### Given text

— start —

Class CFKPlusPlusTree


  • @Alias("tree")
    @Reference(authors="Andreas Lang and Erich Schubert",
               title="BETULA: Fast Clustering of Large Data with Improved BIRCH CF-Trees",
               booktitle="Information Systems",
               url="https://doi.org/10.1016/j.is.2021.101918",
               bibkey="DBLP:journals/is/LangS22")
    public class CFKPlusPlusTree
    extends AbstractCFKMeansInitialization
    Initialize K-means by following tree paths weighted by their variance contribution. This is the strategy denoted "tree" in the reference.

    References:

    Andreas Lang and Erich Schubert
    BETULA: Fast Clustering of Large Data with Improved BIRCH CF-Trees
    Information Systems

    Since:
    0.8.0
    Author:
    Andreas Lang
    • Nested Class Summary

      Nested Classes 
      Modifier and Type Class Description
      static class  CFKPlusPlusTree.Par
      Parameterization class.
    • Field Summary

      Fields 
      Modifier and Type Field Description
      (package private) CFInitWeight dist
      Distance function to use for initial means
      (package private) boolean firstUniform
      Choose the first center uniformly from the cluster features.
      (package private) int maxdepth
      Maximum depth to choose at.
    • Constructor Summary

      Constructors 
      Constructor Description
      CFKPlusPlusTree​(CFInitWeight dist, boolean firstUniform, int maxdepth, elki.utilities.random.RandomFactory rf)
      Constructor.
    • Field Detail

      • dist

        CFInitWeight dist
        Distance function to use for initial means
      • firstUniform

        boolean firstUniform
        Choose the first center uniformly from the cluster features.
      • maxdepth

        int maxdepth
        Maximum depth to choose at.
    • Constructor Detail

      • CFKPlusPlusTree

        public CFKPlusPlusTree​(CFInitWeight dist,
                               boolean firstUniform,
                               int maxdepth,
                               elki.utilities.random.RandomFactory rf)
        Constructor.
        Parameters:
        dist - distance function
        firstUniform - choose first center uniformly from the leaves
        maxdepth - maximum depth
        rf - random generator
    • Method Detail

      • chooseInitialMeans

        public double[][] chooseInitialMeans​(CFTree<?> tree,
                                             java.util.List<? extends ClusterFeature> cfs,
                                             int k)
        Description copied from class: AbstractCFKMeansInitialization
        Build the initial models.
        Specified by:
        chooseInitialMeans in class AbstractCFKMeansInitialization
        Parameters:
        tree - CF tree
        cfs - Cluster features of the tree (may be ignored for tree-based initializations, should be an array list for efficiency)
        k - Number of clusters.
        Returns:
        initial cluster means
      • chooseNextNode

        private AsClusterFeature chooseNextNode​(CFNode<?> current,
                                                java.util.List<? extends ClusterFeature> ccs,
                                                java.util.Random rnd)
        Choose a child of the current node.
        Parameters:
        current - Current node
        ccs - Currently chosen cluster centers
        rnd - Random generator
        Returns:
        New cluster center

— end —

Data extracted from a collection

— start —

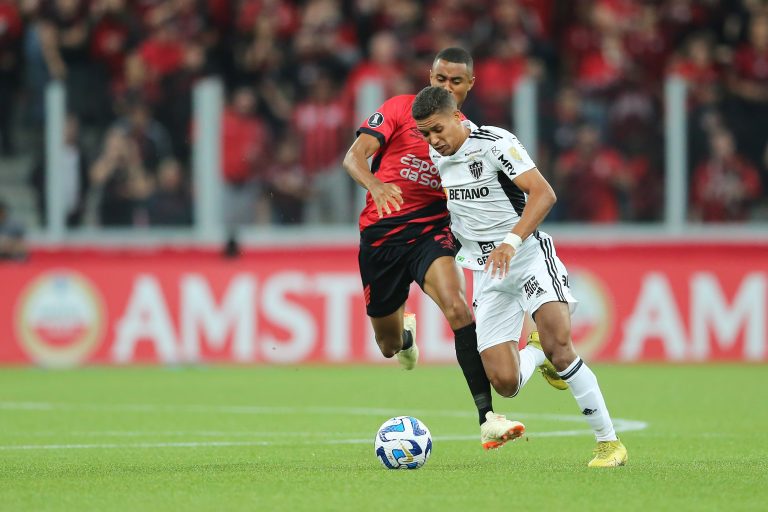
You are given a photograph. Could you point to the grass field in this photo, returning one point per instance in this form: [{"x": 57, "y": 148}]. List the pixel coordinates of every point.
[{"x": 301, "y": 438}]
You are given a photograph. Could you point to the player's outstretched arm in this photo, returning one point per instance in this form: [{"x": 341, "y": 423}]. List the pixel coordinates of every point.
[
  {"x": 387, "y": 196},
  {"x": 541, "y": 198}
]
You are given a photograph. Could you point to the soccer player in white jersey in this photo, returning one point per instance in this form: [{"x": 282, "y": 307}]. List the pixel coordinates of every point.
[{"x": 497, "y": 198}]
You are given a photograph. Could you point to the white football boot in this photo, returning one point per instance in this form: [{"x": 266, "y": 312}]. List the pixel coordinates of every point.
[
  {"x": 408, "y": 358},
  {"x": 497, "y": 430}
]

— end —

### List of tasks
**1.** According to the CFKPlusPlusTree documentation, which class does CFKPlusPlusTree extend?
**2.** Reproduce the stretch of the CFKPlusPlusTree documentation from "private AsClus" through "il.Random rnd)".

### Results by task
**1.** AbstractCFKMeansInitialization

**2.**
private AsClusterFeature chooseNextNode​(CFNode<?> current,
                                                java.util.List<? extends ClusterFeature> ccs,
                                                java.util.Random rnd)